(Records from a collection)
● ● ● ●
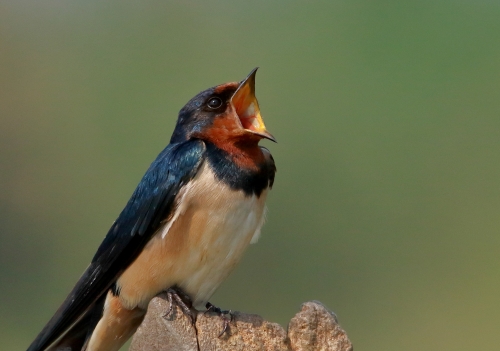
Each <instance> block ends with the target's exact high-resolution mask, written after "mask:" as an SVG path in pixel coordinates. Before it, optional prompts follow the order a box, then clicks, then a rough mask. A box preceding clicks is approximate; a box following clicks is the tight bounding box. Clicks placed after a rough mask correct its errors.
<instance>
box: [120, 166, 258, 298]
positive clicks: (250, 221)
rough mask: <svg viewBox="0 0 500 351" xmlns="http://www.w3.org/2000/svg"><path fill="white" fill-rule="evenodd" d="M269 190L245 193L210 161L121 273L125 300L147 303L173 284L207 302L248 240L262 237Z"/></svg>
mask: <svg viewBox="0 0 500 351" xmlns="http://www.w3.org/2000/svg"><path fill="white" fill-rule="evenodd" d="M266 195H267V190H265V191H264V192H263V193H262V194H261V195H260V197H256V196H255V195H252V196H245V194H244V192H243V191H235V190H232V189H231V188H229V186H227V185H226V184H224V183H222V182H220V181H218V180H216V179H215V177H214V174H213V172H212V171H211V170H210V168H209V167H208V166H207V165H206V164H205V165H204V166H202V169H201V170H200V172H199V173H198V175H197V176H196V177H195V179H193V180H192V181H191V182H190V183H189V184H188V185H187V186H186V187H185V190H184V191H183V193H181V194H179V201H178V203H179V205H178V207H177V209H176V211H175V213H174V216H173V217H172V218H171V219H170V220H169V221H168V222H167V223H165V225H164V226H163V227H162V228H160V230H159V231H158V232H157V234H156V235H155V236H154V237H153V238H152V239H151V240H150V242H149V243H148V244H147V245H146V247H145V248H144V250H143V252H142V253H141V254H140V255H139V257H138V258H137V259H136V261H134V263H133V264H132V265H131V266H130V267H129V268H128V269H127V270H126V271H125V272H124V273H123V274H122V276H121V277H120V279H119V282H118V283H119V285H120V286H121V287H122V290H121V293H120V297H121V298H122V299H123V302H124V304H126V305H127V306H128V307H133V306H135V305H139V306H141V307H145V306H146V305H147V303H148V302H149V300H150V299H151V298H152V297H153V296H154V295H156V294H158V293H159V292H160V291H162V290H165V289H167V288H169V287H171V286H173V285H177V286H179V287H180V288H181V289H183V290H184V291H185V292H186V293H187V294H188V295H189V296H190V297H191V298H192V299H193V302H194V303H195V305H202V304H204V303H206V302H207V301H208V299H209V298H210V297H211V296H212V294H213V293H214V292H215V290H216V289H217V287H218V286H219V285H220V283H221V282H222V281H223V280H224V279H225V278H226V277H227V276H228V275H229V273H230V272H231V271H232V270H233V268H234V267H235V266H236V264H237V263H238V262H239V261H240V259H241V257H242V255H243V252H244V251H245V249H246V248H247V246H248V244H249V243H250V242H255V241H256V240H257V238H258V236H259V234H260V228H261V226H262V224H263V222H264V217H265V199H266ZM139 286H140V287H141V288H137V287H139ZM145 287H147V288H146V289H145Z"/></svg>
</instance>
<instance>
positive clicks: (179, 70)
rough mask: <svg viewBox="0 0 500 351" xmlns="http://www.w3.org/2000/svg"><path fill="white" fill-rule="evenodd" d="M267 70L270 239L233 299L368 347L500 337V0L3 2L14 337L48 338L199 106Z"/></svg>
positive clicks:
● ● ● ●
• TASK:
A faithful, word-for-word copy of the data is needed; the pictures should not appear in it.

• OUTPUT OF THE EXERCISE:
Each <instance> block ends with the target's exact high-resolution mask, written after "mask:" as an SVG path in pixel coordinates. Before it, optional prompts follow the order a box, then clicks, then a rough mask. A box preceding clicks is approximate; a box following clicks is the tight bounding box. Clicks placed after a rough mask correct its errors.
<instance>
box: [120, 166, 258, 298]
positive clicks: (250, 221)
rough mask: <svg viewBox="0 0 500 351" xmlns="http://www.w3.org/2000/svg"><path fill="white" fill-rule="evenodd" d="M269 190L245 193L210 161L121 273L125 300L147 303L173 284L207 302L248 240L262 237Z"/></svg>
mask: <svg viewBox="0 0 500 351" xmlns="http://www.w3.org/2000/svg"><path fill="white" fill-rule="evenodd" d="M266 195H267V190H265V191H264V192H263V193H262V194H261V195H260V197H256V196H255V195H252V196H245V194H244V192H243V191H235V190H232V189H231V188H229V186H227V185H226V184H224V183H222V182H220V181H218V180H216V179H215V177H214V174H213V172H212V171H211V170H210V168H209V167H208V166H207V165H206V164H205V165H204V166H202V169H201V170H200V172H199V173H198V175H197V176H196V177H195V179H193V180H192V181H191V182H190V183H189V184H188V185H187V186H186V187H185V190H184V191H183V193H181V194H179V201H178V203H179V205H178V207H177V209H176V211H175V213H174V216H173V217H172V218H171V219H170V220H169V221H168V222H167V223H165V225H164V226H163V227H162V228H160V230H159V231H158V232H157V234H156V235H155V236H154V237H153V238H152V239H151V240H150V242H149V243H148V244H147V245H146V247H145V248H144V250H143V252H142V253H141V254H140V255H139V257H138V258H137V259H136V261H134V263H133V264H132V265H131V266H130V267H129V268H128V269H127V270H126V271H125V272H124V273H123V274H122V276H121V277H120V279H119V282H118V283H119V285H120V286H121V287H122V290H121V293H120V297H121V298H122V299H123V302H124V304H126V305H127V306H128V307H133V306H135V305H139V306H141V307H145V306H146V305H147V303H148V302H149V300H150V299H151V298H152V297H153V296H154V295H156V294H158V293H159V292H160V291H162V290H165V289H167V288H169V287H171V286H173V285H177V286H179V287H180V288H181V289H183V290H184V291H185V292H186V293H187V294H188V295H189V296H190V297H191V298H192V299H193V302H194V303H195V305H202V304H204V303H206V302H207V301H208V299H209V298H210V297H211V296H212V294H213V293H214V292H215V290H216V289H217V287H218V286H219V285H220V283H221V282H222V281H223V280H224V279H225V278H226V277H227V276H228V275H229V273H230V272H231V271H232V270H233V268H234V267H235V266H236V264H237V263H238V262H239V261H240V259H241V257H242V255H243V252H244V251H245V249H246V248H247V246H248V244H249V243H250V242H255V241H256V240H257V238H258V236H259V234H260V228H261V226H262V224H263V222H264V217H265V199H266ZM139 286H140V287H141V288H137V287H139ZM145 287H147V288H146V289H145Z"/></svg>
</instance>
<instance>
positive clicks: (179, 70)
rough mask: <svg viewBox="0 0 500 351" xmlns="http://www.w3.org/2000/svg"><path fill="white" fill-rule="evenodd" d="M267 70L270 239L233 299L368 347L500 337V0L3 2L14 337L48 338L199 106Z"/></svg>
positive clicks:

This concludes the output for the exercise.